> _What to work on_
From the records below, extract each line that contains the word "pair" and reproduce those lines in full.

> _Data entries_
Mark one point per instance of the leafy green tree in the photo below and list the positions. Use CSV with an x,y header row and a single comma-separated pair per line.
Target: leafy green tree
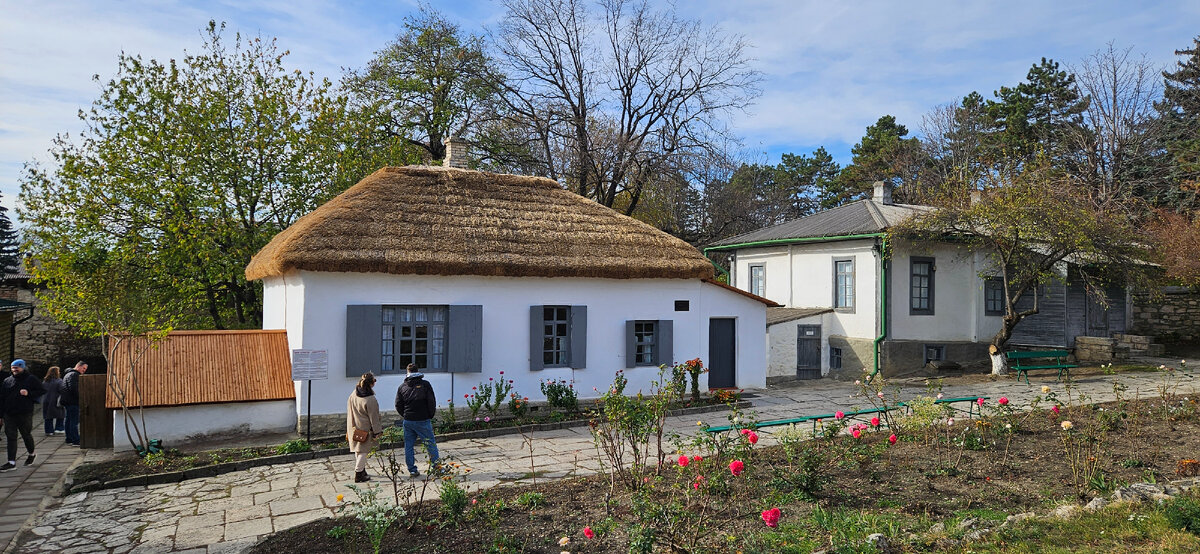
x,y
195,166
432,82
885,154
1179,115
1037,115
==
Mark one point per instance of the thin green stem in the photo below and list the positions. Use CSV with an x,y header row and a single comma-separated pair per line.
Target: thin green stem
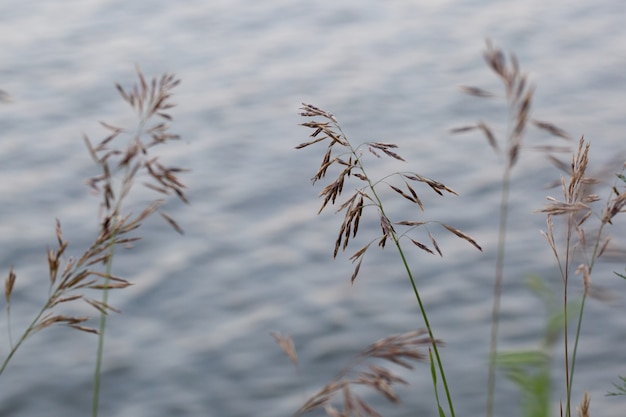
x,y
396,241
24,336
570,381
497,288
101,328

> _Worked solution_
Mark one point per instance of the leafy green tree in the photo below and list the positions. Use CSV with an x,y header row and a single comma-separated pair per line.
Mark one point per instance of the thin green stem in the photo below and list the positions. Use CSV with an x,y header row and a single comma-separated pair per line.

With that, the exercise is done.